▶ [DATA TO PROCESS]
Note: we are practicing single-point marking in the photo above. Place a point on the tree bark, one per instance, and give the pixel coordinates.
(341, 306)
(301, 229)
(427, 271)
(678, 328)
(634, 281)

▶ [EXERCISE AIM]
Every record should be given again exactly.

▶ [OUTPUT BELOW]
Note: we are practicing single-point marking in the photo above. Place a point on the tree bark, one per instance, and give the pixel coordinates.
(341, 306)
(301, 229)
(427, 271)
(678, 328)
(634, 281)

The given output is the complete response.